* **Document segment**
It is of course clear that if the density of the medium were extremely small, the resistance offered under the action of both these causes might be extremely small.
100. It is now an important point to observe that the amount of condensation of the medium formed in front, and the amount of rarefaction in the rear, of the moving mass will depend on the normal speed of the component particles of the medium, for the speed with which the condensed wave is carried forward and dissipated depends directly on the speed with which an interchange of .motion can take place between the particles, i. e. on the normal speed of the particles.
The actual rate of transmission of the wave, though dependent on and proportional to the normal speed of the particles, will necessarily be to a certain extent slower than the normal speed of the particles, from the fact of the interchange of motion between the particle3 taking place also obliquely to the line transmission of the wave. In the case of the air, for example, the speed of whose component molecules may be taken at 1600 feet per second, the condensed wave of displacement due to the passage of a mass would be carried forward at a somewhat less speed than this, or at the velocity of a wave of sound. In the case of the air, therefore, on account of the very moderate speed of its molecules, the resistance encountered and disturbance produced by the passage of masses, even at moderate speed, are considerable. The speed of a cannon shot is even as great, and perhaps sometimes even greater, than the velocity of forward transmission of the condensed air wave in front of the shot, hence the great resistance offered by the air to projectiles, the air molecules in the rear having barely sufficient velocity to follow up the projectile. It is evident, therefore, that even if the air had as low a density as the ether, it would, on account of the slow normal speed of its molecules, be completely unfitted to afford passage to masses at planetary rates, or its equilibrium would be totally upset.
In the case of the ether, on the other hand, the wave of displacement is carried forward at the speed of a wave of light, so that speeds of hundreds of miles per second are actually attained by cosmical masses, without disturbing the equilibrium of the ether, the wave being carried forward and- dissipated so rapidly that there is no time for an appreciable condensation to accumulate in front of the moving mass. The motion of the ether particles is so rapid that equilibrium is almost immediately re- adjusted on the slightest disturbance, and there is not time for any disturbing effect to accumulate. The high normal speed of the particles of the ether is therefore one of the essential physical conditions to adapt this agent to afford free passage to cosmical masses (the planets, &c.) at high speeds, without disturbance of its equilibrium.

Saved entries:
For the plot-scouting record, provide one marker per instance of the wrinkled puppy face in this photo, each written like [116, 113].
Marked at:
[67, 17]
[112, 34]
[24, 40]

* **Assignment 1**
According to the passage on motion through the ether, which things depend on the normal speed of the particles of the medium? List each one.
* **Assignment 2**
Answer these questions from the passage on motion through the ether:
(a) What speed does the passage give for the component molecules of the air?
(b) At what velocity would the condensed wave in front of a mass passing through air be carried forward?
(c) What does the passage name as one of the essential physical conditions that let the ether give free passage to cosmical masses at high speeds?
* **Assignment 3**
Write out the part of the passage on motion through the ether that opens with the words containing "It is of course" and closes with "be extremely small.".
Use only the text to do this.

* **Final answer 1**
- The amount of condensation of the medium formed in front of the moving mass
- The amount of rarefaction in the rear of the moving mass
- The speed with which the condensed wave is carried forward and dissipated
- The actual rate of transmission of the wave

* **Final answer 2**
(a) 1600 feet per second.
(b) At the velocity of a wave of sound, which is somewhat less than the speed of the air molecules.
(c) The high normal speed of the particles of the ether.

* **Final answer 3**
It is of course clear that if the density of the medium were extremely small, the resistance offered under the action of both these causes might be extremely small.